— Begin The input —

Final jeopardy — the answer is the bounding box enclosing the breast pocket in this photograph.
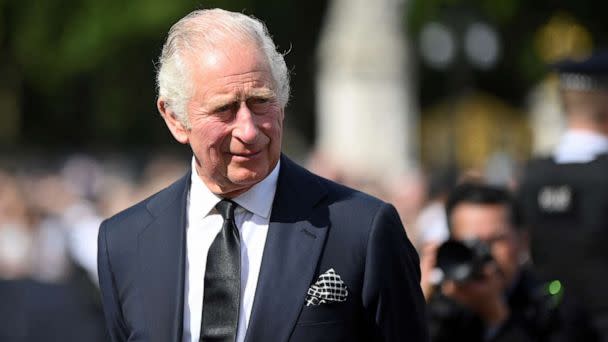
[297,303,350,326]
[289,303,356,342]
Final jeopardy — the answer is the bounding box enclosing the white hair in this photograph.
[156,9,289,127]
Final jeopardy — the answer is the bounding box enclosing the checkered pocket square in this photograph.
[306,268,348,306]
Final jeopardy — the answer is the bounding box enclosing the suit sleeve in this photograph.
[362,204,429,341]
[97,222,128,342]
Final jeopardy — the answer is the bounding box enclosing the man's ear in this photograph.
[156,97,190,144]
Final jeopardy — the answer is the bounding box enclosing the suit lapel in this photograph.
[245,157,329,341]
[138,173,190,342]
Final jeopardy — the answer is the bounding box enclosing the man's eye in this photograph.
[251,97,270,104]
[214,103,234,113]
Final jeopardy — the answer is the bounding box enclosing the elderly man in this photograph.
[519,51,608,341]
[98,9,427,342]
[428,183,597,342]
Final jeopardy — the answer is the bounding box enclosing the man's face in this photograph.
[451,203,522,286]
[176,41,284,197]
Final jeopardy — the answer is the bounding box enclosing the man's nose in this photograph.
[232,102,258,144]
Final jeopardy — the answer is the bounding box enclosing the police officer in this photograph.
[519,51,608,341]
[428,183,596,342]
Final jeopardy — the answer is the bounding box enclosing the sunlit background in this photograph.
[0,0,608,340]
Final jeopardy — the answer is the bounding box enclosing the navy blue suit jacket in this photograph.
[98,156,428,342]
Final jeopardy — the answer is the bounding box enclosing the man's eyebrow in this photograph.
[247,88,276,98]
[207,95,237,108]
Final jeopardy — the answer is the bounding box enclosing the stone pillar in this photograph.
[316,0,418,179]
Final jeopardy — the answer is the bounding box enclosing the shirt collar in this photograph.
[554,130,608,163]
[190,157,281,219]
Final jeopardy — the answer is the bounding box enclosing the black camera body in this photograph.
[435,240,493,284]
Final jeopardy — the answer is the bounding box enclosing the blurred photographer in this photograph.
[428,183,595,341]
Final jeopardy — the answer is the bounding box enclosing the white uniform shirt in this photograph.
[182,158,280,342]
[553,130,608,164]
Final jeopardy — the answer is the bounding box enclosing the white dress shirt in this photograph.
[553,130,608,164]
[183,158,280,342]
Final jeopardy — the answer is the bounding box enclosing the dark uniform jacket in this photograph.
[428,267,597,342]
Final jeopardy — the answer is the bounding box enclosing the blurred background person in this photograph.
[428,183,595,341]
[519,51,608,341]
[0,167,107,342]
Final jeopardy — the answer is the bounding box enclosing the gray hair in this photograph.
[156,9,289,127]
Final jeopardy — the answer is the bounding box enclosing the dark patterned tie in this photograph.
[200,200,241,342]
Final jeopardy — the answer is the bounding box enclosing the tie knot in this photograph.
[215,200,237,220]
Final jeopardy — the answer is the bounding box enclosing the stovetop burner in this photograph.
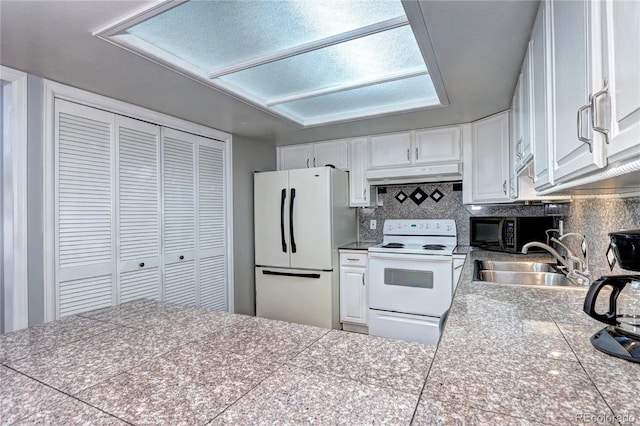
[382,243,404,248]
[422,244,446,250]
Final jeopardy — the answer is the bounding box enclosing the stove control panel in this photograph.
[384,219,456,235]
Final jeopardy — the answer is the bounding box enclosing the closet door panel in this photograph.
[198,138,228,310]
[54,100,115,317]
[162,128,198,305]
[116,116,161,302]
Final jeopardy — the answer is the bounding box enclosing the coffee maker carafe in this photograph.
[584,230,640,363]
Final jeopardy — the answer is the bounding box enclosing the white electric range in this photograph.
[368,219,457,345]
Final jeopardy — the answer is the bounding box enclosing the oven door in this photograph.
[368,252,453,317]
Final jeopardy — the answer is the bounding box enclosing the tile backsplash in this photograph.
[358,183,640,277]
[358,183,544,246]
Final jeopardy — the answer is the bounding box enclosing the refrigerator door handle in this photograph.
[262,269,320,279]
[280,188,287,253]
[289,188,296,253]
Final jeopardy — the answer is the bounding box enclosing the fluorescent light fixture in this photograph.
[94,0,448,127]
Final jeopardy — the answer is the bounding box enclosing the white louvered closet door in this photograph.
[54,100,116,317]
[197,137,228,311]
[162,128,198,305]
[116,116,162,303]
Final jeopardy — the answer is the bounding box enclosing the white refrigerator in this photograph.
[254,167,356,328]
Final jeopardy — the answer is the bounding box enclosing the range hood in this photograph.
[367,162,462,185]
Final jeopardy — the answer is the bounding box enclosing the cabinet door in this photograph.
[340,266,368,325]
[54,100,116,318]
[597,0,640,162]
[312,139,349,170]
[349,138,371,207]
[510,73,523,170]
[516,42,533,167]
[471,111,509,202]
[414,126,462,164]
[162,129,197,305]
[547,0,605,181]
[278,144,313,170]
[529,2,553,190]
[197,137,229,311]
[369,132,411,169]
[116,116,161,302]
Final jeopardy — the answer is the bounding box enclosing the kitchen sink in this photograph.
[476,260,558,272]
[474,260,577,287]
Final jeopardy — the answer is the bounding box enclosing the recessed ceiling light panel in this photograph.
[94,0,446,127]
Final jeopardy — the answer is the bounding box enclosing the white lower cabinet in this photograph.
[340,250,369,333]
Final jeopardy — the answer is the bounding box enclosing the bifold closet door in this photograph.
[162,128,198,305]
[116,116,162,303]
[54,100,116,318]
[197,137,230,311]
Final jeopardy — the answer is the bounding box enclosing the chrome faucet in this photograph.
[522,233,591,286]
[553,232,592,285]
[522,241,570,270]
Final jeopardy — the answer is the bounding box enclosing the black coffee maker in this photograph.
[584,229,640,363]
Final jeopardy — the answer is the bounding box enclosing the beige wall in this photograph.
[233,136,276,315]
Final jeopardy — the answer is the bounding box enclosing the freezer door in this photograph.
[256,267,338,328]
[253,170,290,267]
[289,167,332,270]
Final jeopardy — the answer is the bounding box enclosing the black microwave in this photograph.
[470,216,553,253]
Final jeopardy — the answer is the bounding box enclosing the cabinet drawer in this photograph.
[340,252,367,267]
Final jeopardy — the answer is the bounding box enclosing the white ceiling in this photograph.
[0,0,538,145]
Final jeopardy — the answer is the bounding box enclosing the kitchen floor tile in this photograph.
[0,316,116,364]
[289,330,435,394]
[422,349,613,425]
[16,397,128,426]
[211,366,418,425]
[200,317,330,363]
[0,366,67,425]
[411,398,543,426]
[9,327,181,394]
[78,344,279,425]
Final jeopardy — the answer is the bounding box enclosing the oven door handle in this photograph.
[368,251,453,263]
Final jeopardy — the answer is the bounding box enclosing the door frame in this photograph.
[43,80,235,322]
[0,66,29,333]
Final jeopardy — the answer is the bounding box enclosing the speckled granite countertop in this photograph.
[415,251,640,425]
[0,251,640,425]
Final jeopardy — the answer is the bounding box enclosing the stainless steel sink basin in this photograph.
[478,270,577,287]
[476,260,557,272]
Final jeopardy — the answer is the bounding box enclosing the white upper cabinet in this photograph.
[349,138,376,207]
[594,0,640,162]
[277,139,349,170]
[311,139,349,170]
[413,126,462,164]
[277,143,313,170]
[529,2,553,190]
[369,126,462,169]
[546,0,608,182]
[463,111,510,204]
[369,132,411,169]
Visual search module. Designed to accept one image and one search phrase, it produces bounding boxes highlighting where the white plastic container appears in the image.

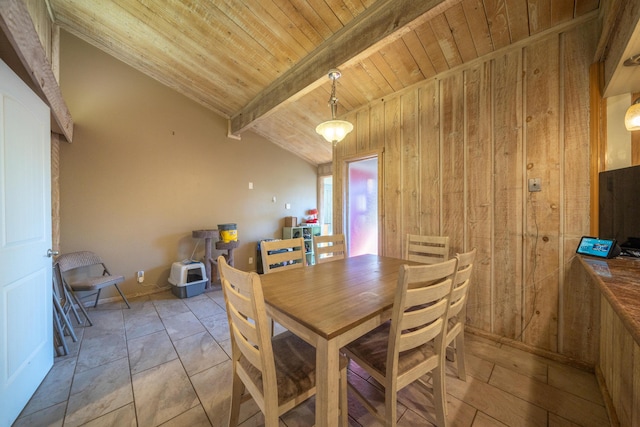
[169,262,207,298]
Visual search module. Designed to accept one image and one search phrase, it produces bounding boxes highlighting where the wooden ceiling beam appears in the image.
[230,0,461,135]
[0,0,73,142]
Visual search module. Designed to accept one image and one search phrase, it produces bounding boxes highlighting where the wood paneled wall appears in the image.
[333,18,599,364]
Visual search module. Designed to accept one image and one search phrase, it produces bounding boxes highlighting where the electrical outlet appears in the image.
[529,178,542,193]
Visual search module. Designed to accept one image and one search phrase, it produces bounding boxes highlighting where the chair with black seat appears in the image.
[343,258,458,427]
[260,237,307,274]
[404,234,449,264]
[56,251,131,308]
[313,234,347,264]
[218,256,348,427]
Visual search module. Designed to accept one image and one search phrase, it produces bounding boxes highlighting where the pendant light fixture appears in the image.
[316,69,353,145]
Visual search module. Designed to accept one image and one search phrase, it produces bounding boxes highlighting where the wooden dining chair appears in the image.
[218,256,348,427]
[404,234,449,264]
[313,234,347,264]
[260,237,307,274]
[445,248,476,381]
[343,258,458,427]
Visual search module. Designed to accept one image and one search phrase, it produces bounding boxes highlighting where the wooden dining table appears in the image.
[261,255,415,427]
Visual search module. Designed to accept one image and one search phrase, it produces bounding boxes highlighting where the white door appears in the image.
[0,61,53,426]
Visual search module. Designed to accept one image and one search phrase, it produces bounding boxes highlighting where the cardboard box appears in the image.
[284,216,298,227]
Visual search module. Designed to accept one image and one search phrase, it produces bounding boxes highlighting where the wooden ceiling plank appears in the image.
[430,14,462,68]
[359,55,393,98]
[484,0,512,50]
[369,52,404,92]
[505,0,535,43]
[415,18,449,74]
[551,0,575,26]
[380,38,426,89]
[282,0,334,40]
[402,31,436,78]
[575,0,600,18]
[231,0,460,133]
[113,0,270,97]
[276,0,331,46]
[462,0,493,56]
[527,0,557,35]
[0,0,73,142]
[307,0,344,34]
[216,0,307,67]
[444,4,478,62]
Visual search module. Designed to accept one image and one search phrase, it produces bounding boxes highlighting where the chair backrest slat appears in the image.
[387,258,458,366]
[404,234,449,264]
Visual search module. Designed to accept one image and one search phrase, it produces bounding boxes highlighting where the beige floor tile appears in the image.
[161,405,211,427]
[174,332,229,376]
[132,359,200,427]
[162,311,206,341]
[127,329,178,374]
[83,403,137,427]
[64,358,133,427]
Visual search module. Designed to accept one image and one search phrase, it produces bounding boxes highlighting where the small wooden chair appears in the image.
[404,234,449,264]
[313,234,347,264]
[260,237,307,274]
[445,248,476,381]
[218,256,348,427]
[343,258,458,427]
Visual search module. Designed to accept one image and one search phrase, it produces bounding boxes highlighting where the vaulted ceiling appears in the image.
[48,0,599,164]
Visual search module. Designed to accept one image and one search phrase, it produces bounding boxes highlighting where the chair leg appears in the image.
[229,370,245,427]
[431,364,447,427]
[93,289,102,308]
[113,284,131,308]
[66,289,93,326]
[384,384,398,427]
[455,331,467,381]
[340,366,349,427]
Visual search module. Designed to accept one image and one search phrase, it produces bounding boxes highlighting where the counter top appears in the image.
[578,255,640,345]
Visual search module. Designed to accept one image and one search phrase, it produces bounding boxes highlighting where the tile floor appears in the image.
[14,287,609,427]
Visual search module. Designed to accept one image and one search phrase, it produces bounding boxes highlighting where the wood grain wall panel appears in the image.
[440,73,465,253]
[463,62,493,331]
[551,0,575,25]
[559,22,600,363]
[430,14,462,68]
[504,0,532,43]
[484,0,511,50]
[380,97,404,258]
[399,91,420,237]
[528,0,558,34]
[492,50,524,339]
[444,3,478,62]
[415,24,449,73]
[416,80,441,237]
[402,31,436,78]
[462,0,493,56]
[523,37,561,351]
[334,18,606,363]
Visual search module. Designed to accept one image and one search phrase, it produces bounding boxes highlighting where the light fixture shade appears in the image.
[316,120,353,145]
[624,98,640,131]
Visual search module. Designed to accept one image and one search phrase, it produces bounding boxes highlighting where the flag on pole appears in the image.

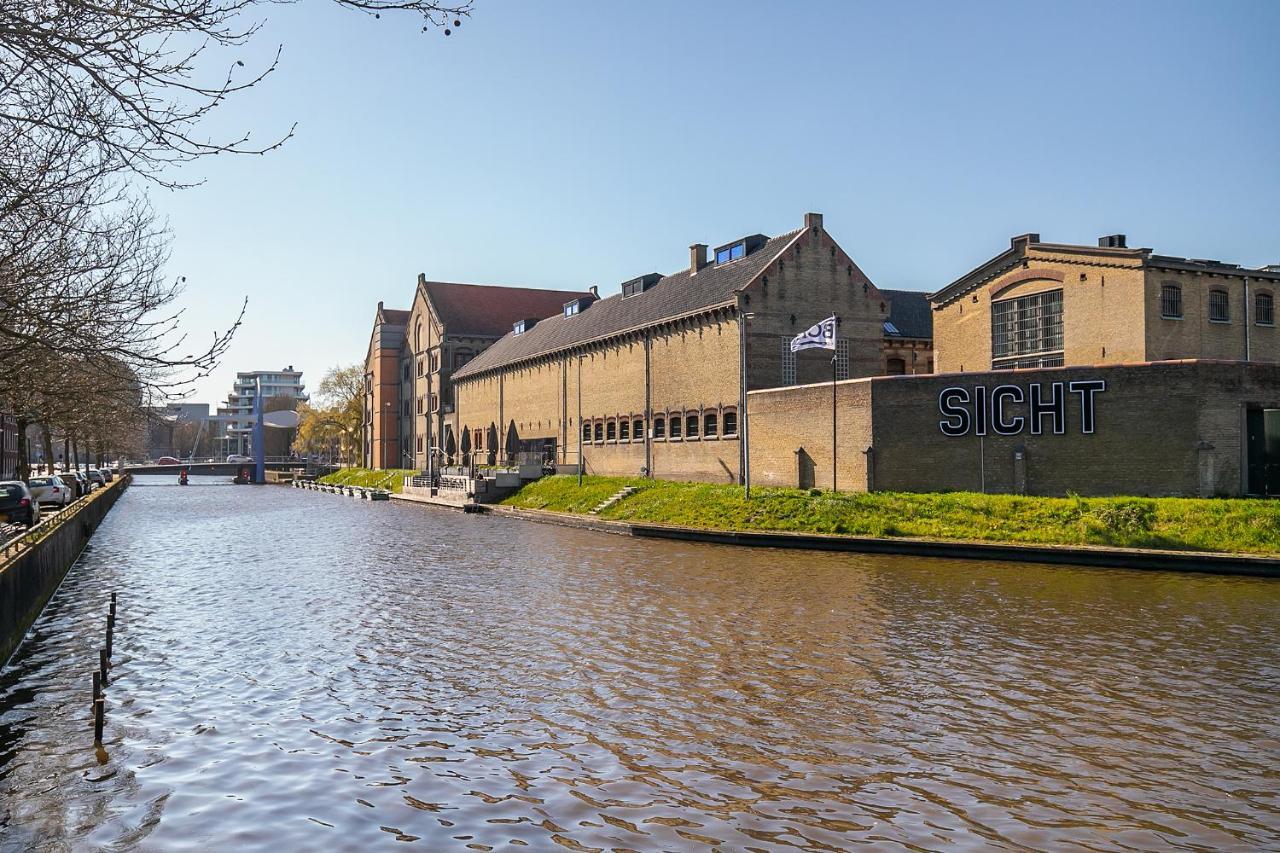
[791,314,836,352]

— End The input —

Please reproduce the part of the rows that runs from their first line through the line containing "[214,103,234,113]", including both ends. Leave out the pictures.

Output of the task>
Final jeopardy — the answer is the bounding box enclosing the breast pocket in this photograph.
[297,303,350,326]
[289,303,356,342]
Final jeopardy — the answer is the bounding box enclosing the white hair in this photograph.
[156,9,289,127]
Final jeopardy — the answer is the bounding box enclosing the checkered pocket square in this photograph.
[306,268,348,306]
Final jeopardy — the answer is the bounding box enclosing the suit sleeve in this photograph.
[362,204,429,341]
[97,222,128,342]
Final jeopardy — the answer is the bounding box enclosing the man's ear in this photograph.
[156,97,190,144]
Final jeopardy — the answer is the bounding box enclosing the suit lapel in this photograph.
[245,157,329,341]
[138,173,190,342]
Final jeopardy — the answer is the bounding box enclosing the man's eye in this photograph.
[251,97,270,104]
[214,103,234,113]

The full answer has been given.